**EXERCISE:** Copy out all the records exactly.

━━━ ITEMS ━━━

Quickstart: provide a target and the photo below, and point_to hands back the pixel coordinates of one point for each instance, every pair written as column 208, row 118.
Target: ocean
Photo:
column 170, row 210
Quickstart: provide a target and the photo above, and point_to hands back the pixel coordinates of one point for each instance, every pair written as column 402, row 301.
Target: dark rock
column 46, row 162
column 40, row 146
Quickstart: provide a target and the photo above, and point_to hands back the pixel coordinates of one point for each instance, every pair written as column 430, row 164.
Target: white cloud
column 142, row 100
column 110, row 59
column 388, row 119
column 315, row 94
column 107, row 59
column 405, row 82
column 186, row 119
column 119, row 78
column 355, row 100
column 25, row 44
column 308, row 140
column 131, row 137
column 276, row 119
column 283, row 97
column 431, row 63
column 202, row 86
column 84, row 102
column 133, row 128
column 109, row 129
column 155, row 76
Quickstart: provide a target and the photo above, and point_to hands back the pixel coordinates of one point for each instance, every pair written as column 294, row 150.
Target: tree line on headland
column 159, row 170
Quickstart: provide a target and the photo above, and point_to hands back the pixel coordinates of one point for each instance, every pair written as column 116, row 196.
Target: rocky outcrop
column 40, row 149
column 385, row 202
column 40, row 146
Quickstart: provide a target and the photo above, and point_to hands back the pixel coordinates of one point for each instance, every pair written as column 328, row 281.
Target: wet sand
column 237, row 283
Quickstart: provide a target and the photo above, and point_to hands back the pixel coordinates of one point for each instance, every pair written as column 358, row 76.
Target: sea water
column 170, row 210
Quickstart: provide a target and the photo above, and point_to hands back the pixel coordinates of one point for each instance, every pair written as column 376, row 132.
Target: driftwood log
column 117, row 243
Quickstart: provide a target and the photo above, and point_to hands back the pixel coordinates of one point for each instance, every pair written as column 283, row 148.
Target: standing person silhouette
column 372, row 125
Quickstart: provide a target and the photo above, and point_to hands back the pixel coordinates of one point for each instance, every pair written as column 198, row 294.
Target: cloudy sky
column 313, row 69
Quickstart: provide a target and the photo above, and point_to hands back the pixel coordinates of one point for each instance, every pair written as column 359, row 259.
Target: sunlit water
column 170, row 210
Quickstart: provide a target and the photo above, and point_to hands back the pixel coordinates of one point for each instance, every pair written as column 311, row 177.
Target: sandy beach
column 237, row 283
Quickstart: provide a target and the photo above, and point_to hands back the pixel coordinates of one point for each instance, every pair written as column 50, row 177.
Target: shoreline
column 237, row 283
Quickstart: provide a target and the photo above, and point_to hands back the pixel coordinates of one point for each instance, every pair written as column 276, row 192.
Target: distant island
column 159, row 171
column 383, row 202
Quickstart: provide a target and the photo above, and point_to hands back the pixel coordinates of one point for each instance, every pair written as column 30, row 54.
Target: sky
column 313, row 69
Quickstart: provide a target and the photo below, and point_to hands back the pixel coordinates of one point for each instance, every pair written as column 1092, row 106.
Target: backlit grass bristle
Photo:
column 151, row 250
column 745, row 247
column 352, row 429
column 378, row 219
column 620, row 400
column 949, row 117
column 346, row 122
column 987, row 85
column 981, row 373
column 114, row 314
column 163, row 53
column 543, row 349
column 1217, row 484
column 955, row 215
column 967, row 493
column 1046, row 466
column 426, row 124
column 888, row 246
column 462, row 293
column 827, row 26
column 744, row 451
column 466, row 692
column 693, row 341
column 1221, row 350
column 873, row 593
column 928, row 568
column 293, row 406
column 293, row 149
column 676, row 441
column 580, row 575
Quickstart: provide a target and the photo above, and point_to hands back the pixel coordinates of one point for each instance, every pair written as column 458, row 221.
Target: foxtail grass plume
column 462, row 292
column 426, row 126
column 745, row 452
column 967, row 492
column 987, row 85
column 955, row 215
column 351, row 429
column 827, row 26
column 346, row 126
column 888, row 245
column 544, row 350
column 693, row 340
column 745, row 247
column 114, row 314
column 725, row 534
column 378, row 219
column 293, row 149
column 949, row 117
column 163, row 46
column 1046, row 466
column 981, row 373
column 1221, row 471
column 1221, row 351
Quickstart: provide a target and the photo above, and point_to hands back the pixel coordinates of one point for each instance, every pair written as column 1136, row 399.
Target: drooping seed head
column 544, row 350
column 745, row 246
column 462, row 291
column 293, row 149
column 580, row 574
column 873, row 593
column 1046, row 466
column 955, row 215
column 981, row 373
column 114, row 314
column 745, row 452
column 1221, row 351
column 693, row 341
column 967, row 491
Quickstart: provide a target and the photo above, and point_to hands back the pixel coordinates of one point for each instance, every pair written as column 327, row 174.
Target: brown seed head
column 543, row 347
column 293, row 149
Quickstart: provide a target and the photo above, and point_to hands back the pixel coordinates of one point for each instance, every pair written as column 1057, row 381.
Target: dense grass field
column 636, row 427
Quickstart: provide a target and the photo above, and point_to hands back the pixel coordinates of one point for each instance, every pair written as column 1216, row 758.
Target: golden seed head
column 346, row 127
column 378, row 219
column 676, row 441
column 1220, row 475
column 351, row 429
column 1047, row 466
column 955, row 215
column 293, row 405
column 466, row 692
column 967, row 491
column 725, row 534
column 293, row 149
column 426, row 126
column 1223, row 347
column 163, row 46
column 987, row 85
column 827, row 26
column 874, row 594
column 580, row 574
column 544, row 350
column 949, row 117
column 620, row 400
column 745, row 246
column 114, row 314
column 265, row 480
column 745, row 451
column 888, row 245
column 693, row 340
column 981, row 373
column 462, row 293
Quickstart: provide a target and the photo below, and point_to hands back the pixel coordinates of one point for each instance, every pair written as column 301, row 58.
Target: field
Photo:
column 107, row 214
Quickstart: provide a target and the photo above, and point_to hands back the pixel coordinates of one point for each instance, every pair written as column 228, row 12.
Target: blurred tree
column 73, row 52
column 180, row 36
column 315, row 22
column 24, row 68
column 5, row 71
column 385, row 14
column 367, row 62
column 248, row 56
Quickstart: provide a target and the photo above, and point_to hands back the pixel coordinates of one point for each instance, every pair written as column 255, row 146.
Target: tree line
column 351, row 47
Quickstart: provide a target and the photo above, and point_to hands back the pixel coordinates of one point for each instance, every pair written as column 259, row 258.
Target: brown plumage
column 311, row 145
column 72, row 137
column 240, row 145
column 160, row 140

━━━

**COMPLETED TASK:**
Quickstart: provide a target and the photo below, and point_to hands back the pixel coordinates of one point for each instance, every pair written as column 208, row 118.
Target: ocean
Photo:
column 170, row 210
Quickstart: provide a target and the photo above, and point_to hands back the pixel coordinates of one point for each instance, every pair written as column 402, row 301.
Target: dark rock
column 46, row 162
column 40, row 146
Quickstart: provide a target and the photo above, and point_to hands back the pixel coordinates of one point for each instance, every pair written as column 430, row 164.
Target: white cloud
column 142, row 100
column 110, row 59
column 388, row 119
column 315, row 94
column 107, row 59
column 405, row 82
column 186, row 119
column 119, row 78
column 355, row 100
column 25, row 44
column 308, row 140
column 131, row 137
column 276, row 119
column 283, row 97
column 431, row 63
column 202, row 86
column 84, row 102
column 133, row 128
column 109, row 129
column 155, row 76
Quickstart: provide a target and the photo above, and point_to hands back the pixel coordinates of one point for each instance, every pair written as column 294, row 150.
Target: tree line on headland
column 159, row 170
Quickstart: provide a target and the photo above, and point_to hands back the pixel coordinates of one point for each instance, every pair written as column 116, row 196.
Target: rocky outcrop
column 40, row 149
column 385, row 202
column 40, row 146
Quickstart: provide a target and the photo above, and point_to hands back the pixel coordinates of one point for each instance, every pair written as column 328, row 281.
Target: wet sand
column 237, row 283
Quickstart: provide a target and the photo above, and point_to hands back the pixel coordinates of one point for each instance, every pair written as column 358, row 76.
Target: sea water
column 170, row 210
Quickstart: provide a target and the photo above, and point_to hands back the pixel coordinates of one point for each instance, every pair written as column 376, row 132.
Target: driftwood log
column 117, row 243
Quickstart: provide a target and the photo above, and point_to hands back the pixel coordinates of one point for each instance, every pair written as column 283, row 148.
Target: standing person silhouette
column 372, row 125
Quickstart: provide a target and the photo above, and point_to hands back the pixel coordinates of one point for each instance, every pair written as column 198, row 294.
Target: cloudy sky
column 313, row 69
Quickstart: provide a target and the photo above, and point_to hands back the pixel coordinates of one point for each instance, every pair written as column 359, row 259.
Target: sunlit water
column 170, row 210
Quickstart: provide a target and the photo above, and point_to hands back the pixel coordinates of one point for each instance, every pair written as column 311, row 177.
Target: sandy beach
column 237, row 283
Quickstart: provide a target and the photo above, and point_to hands back the pixel coordinates of one point for each instance, every pair written as column 50, row 177.
Target: shoreline
column 237, row 283
Quickstart: provide a target and the photo above, and point_to hands back the pixel coordinates of one point for each instance, every pair written as column 276, row 192.
Target: distant island
column 159, row 171
column 383, row 202
Quickstart: provide a target and the photo above, and point_to hands back the pixel coordinates of one point for each instance, every pair written as column 30, row 54.
Target: sky
column 313, row 69
Quickstart: provide a target and the photo below, and point_to hands back the pixel coordinates of one point for each instance, every pair written as column 1092, row 106.
Target: backlit grass bristle
Photo:
column 151, row 250
column 745, row 247
column 352, row 429
column 378, row 219
column 620, row 400
column 949, row 117
column 346, row 122
column 987, row 85
column 981, row 373
column 114, row 314
column 163, row 53
column 543, row 349
column 1217, row 484
column 955, row 215
column 967, row 493
column 1046, row 466
column 426, row 124
column 888, row 246
column 462, row 293
column 827, row 26
column 744, row 451
column 466, row 692
column 693, row 341
column 1221, row 350
column 873, row 593
column 928, row 568
column 293, row 406
column 293, row 149
column 676, row 441
column 580, row 575
Quickstart: provide a target and the photo above, and point_to hands back the pixel coordinates of one point for each instance, every pair written as column 458, row 221.
Target: foxtail grass plume
column 462, row 292
column 426, row 126
column 745, row 452
column 967, row 492
column 987, row 85
column 955, row 215
column 351, row 429
column 827, row 26
column 346, row 126
column 888, row 245
column 544, row 350
column 693, row 340
column 745, row 247
column 114, row 314
column 725, row 534
column 378, row 219
column 293, row 149
column 949, row 117
column 163, row 46
column 1046, row 466
column 981, row 373
column 1221, row 471
column 1221, row 351
Quickstart: provide a target and the photo above, and point_to hands back the pixel coordinates of one point for each instance, every pair written as column 1136, row 399.
Target: drooping seed head
column 544, row 350
column 745, row 246
column 462, row 291
column 293, row 149
column 580, row 574
column 873, row 593
column 1046, row 466
column 955, row 215
column 981, row 373
column 114, row 314
column 745, row 452
column 1221, row 351
column 693, row 341
column 967, row 491
Quickstart: provide a target and the photo above, and point_to hands back the pixel coordinates of one point for each instance, every pair written as column 327, row 174.
Target: brown seed head
column 543, row 347
column 293, row 149
Quickstart: provide a target and the photo above, and point_to hands back the pixel coordinates of one point for each instance, every pair written as column 1057, row 381.
Target: dense grass field
column 636, row 427
Quickstart: provide a target and the photo above, and point_to hands back the pixel coordinates of one point for each instance, every pair written as column 1216, row 758.
Target: golden seed head
column 346, row 127
column 378, row 219
column 676, row 441
column 1220, row 475
column 351, row 429
column 1047, row 466
column 955, row 215
column 293, row 405
column 466, row 692
column 967, row 491
column 725, row 534
column 293, row 149
column 426, row 126
column 1223, row 347
column 163, row 46
column 987, row 85
column 827, row 26
column 874, row 594
column 580, row 574
column 544, row 350
column 949, row 117
column 620, row 400
column 745, row 246
column 114, row 314
column 265, row 480
column 745, row 451
column 888, row 245
column 693, row 340
column 981, row 373
column 462, row 293
Quickstart: provide a target and the photo below, and point_to hands back the pixel coordinates of one point for each instance, every pair written as column 301, row 58.
Target: field
Photo:
column 107, row 214
Quickstart: provide a target and the photo above, and point_to hands back the pixel coordinates of one point for each instance, every pair written as column 228, row 12.
Target: blurred tree
column 73, row 52
column 180, row 36
column 315, row 22
column 24, row 68
column 5, row 71
column 385, row 14
column 367, row 62
column 248, row 56
Quickstart: provide a target and the photo above, and point_to hands back the pixel coordinates of one point for each instance, every pair written as column 255, row 146.
Target: tree line
column 351, row 47
Quickstart: provide a target and the photo above, and point_to hands back the pixel coordinates of one point for each instance, every pair written as column 259, row 258.
Target: brown plumage
column 311, row 145
column 72, row 137
column 240, row 145
column 160, row 140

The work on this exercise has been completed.